Task goal –
Reproduce the lines of the items starting with the line containing "For each instance of the framed" and going on through the line containing "[[197, 350]]", changing every "drop a single marker" to "place one point" and leaving all else intact. Return only those lines.

Records to process –
═══

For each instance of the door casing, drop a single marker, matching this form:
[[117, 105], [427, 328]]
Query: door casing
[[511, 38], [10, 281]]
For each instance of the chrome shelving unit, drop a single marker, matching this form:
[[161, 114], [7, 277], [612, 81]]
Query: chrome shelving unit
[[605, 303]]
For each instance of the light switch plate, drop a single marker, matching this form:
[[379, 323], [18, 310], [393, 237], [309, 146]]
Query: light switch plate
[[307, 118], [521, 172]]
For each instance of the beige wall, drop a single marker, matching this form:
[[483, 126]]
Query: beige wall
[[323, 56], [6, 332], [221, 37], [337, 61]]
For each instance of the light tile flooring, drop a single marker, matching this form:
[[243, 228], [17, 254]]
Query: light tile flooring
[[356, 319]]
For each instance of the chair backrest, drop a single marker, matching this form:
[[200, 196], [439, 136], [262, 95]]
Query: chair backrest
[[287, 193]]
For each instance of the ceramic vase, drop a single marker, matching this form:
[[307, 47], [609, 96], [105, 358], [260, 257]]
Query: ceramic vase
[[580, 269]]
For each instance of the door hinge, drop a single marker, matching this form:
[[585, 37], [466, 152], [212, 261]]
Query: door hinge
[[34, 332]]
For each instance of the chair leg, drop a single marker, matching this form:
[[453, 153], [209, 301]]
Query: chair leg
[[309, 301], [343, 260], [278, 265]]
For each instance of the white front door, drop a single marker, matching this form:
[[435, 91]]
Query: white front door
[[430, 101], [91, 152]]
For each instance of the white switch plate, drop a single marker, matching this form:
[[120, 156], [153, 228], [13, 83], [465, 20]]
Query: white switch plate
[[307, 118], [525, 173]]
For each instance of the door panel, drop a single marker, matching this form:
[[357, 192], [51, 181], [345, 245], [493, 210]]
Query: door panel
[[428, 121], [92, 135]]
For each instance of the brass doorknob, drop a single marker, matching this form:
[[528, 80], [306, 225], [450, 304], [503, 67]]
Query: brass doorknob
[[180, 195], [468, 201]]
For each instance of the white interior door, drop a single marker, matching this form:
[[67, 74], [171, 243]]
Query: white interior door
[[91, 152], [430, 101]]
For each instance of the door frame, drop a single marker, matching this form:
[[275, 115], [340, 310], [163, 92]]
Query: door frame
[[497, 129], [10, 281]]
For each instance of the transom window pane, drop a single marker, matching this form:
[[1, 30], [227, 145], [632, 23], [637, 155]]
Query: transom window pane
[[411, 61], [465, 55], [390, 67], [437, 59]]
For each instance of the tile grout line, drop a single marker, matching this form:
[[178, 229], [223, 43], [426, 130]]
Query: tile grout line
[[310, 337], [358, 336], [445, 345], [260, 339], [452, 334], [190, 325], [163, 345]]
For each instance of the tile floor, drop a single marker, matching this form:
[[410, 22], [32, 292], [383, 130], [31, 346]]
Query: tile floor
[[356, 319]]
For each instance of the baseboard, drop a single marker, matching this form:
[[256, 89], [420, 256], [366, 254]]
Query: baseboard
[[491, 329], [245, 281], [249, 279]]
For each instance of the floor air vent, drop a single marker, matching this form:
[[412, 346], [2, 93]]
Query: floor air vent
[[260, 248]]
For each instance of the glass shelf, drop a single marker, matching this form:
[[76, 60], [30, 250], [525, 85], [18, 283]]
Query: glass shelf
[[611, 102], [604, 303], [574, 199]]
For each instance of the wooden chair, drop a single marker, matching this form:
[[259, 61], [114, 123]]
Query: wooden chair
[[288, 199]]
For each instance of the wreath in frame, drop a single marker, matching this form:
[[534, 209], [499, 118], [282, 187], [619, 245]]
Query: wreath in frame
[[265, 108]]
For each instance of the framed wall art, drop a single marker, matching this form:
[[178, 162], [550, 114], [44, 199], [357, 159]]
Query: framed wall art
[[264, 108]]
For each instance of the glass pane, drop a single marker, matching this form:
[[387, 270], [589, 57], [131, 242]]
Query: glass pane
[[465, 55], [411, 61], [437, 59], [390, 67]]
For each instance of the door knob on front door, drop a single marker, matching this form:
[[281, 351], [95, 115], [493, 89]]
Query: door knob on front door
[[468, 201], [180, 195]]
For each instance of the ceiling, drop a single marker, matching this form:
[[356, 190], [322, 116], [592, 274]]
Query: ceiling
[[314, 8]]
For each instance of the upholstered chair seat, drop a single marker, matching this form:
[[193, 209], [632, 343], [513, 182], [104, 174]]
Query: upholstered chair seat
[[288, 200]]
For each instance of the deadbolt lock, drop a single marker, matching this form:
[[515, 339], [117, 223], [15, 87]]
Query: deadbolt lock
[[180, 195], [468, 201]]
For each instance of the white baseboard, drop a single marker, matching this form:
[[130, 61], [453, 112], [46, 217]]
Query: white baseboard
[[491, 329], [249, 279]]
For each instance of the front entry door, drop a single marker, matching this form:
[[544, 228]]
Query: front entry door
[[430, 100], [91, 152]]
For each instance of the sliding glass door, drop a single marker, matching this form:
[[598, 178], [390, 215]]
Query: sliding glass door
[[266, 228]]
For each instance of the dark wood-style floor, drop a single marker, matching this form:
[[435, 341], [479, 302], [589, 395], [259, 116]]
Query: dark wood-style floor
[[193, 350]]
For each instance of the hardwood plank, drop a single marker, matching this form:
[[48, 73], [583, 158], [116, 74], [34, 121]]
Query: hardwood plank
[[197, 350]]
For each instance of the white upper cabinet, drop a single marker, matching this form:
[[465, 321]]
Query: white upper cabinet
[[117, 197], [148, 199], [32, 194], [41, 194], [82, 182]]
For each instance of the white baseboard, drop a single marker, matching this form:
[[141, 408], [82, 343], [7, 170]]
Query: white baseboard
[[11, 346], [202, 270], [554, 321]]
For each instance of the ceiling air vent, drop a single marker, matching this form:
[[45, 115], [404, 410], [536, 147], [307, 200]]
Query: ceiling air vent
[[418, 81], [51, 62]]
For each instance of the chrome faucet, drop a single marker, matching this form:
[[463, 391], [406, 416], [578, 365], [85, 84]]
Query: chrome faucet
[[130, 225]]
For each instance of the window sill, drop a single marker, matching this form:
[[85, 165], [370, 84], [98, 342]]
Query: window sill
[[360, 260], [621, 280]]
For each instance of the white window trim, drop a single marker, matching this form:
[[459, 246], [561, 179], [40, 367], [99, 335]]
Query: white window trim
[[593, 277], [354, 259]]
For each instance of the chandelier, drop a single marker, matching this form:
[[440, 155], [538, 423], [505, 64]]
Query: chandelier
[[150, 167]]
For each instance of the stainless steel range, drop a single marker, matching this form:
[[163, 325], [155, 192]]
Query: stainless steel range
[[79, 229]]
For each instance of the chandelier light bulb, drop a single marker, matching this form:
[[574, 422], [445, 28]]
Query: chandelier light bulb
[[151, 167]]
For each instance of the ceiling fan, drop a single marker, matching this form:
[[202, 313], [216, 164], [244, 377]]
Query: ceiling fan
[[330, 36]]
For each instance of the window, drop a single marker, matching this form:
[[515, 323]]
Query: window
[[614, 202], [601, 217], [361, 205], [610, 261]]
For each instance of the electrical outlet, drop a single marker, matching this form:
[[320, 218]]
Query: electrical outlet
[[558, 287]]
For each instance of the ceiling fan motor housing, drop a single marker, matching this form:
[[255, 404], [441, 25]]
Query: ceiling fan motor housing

═══

Result of this exercise –
For each instance of the framed wall art, place one point, matching this form:
[[178, 162], [550, 114], [44, 199], [357, 159]]
Query: framed wall art
[[264, 108]]
For each instance of the glass pane, place one point, matching this form:
[[387, 270], [589, 57], [131, 242]]
Query: glass pane
[[465, 55], [411, 61], [437, 59], [390, 67]]
For each instance of the door knob on front door, place one point, matching this form:
[[281, 351], [95, 115], [493, 89]]
Query: door knob on front door
[[468, 201], [180, 195]]
For each instance of the ceiling, place one point, matching this form:
[[356, 190], [322, 116], [592, 274]]
Query: ceiling
[[314, 8]]
For each instance of the upholstered chair seat, place one point, matching this form:
[[193, 209], [632, 343], [513, 182], [104, 174]]
Query: upholstered chair seat
[[288, 200]]
For each instance of the deadbolt lock, place one point, matching this form:
[[515, 339], [117, 223], [15, 87]]
Query: deadbolt lock
[[180, 195], [468, 201]]
For each instance of the white baseboard, place one point, matching this form:
[[130, 61], [453, 112], [46, 217]]
Query: white baseboard
[[491, 329], [249, 279]]
For each instance of the front entry door, place one point, matching this form:
[[544, 228]]
Query: front entry door
[[430, 100], [91, 152]]
For each instance of the sliding glass door, place one point, matching this form:
[[598, 178], [390, 215]]
Query: sliding glass door
[[266, 228]]
For each instance of the dark wood-style floor, place one point, matching this form:
[[435, 341], [479, 302], [589, 395], [259, 116]]
Query: dark wood-style floor
[[193, 350]]
For each instance of the hardwood plank, place one point, matching this form:
[[48, 73], [583, 158], [116, 74], [34, 121]]
Query: hardwood plank
[[197, 350]]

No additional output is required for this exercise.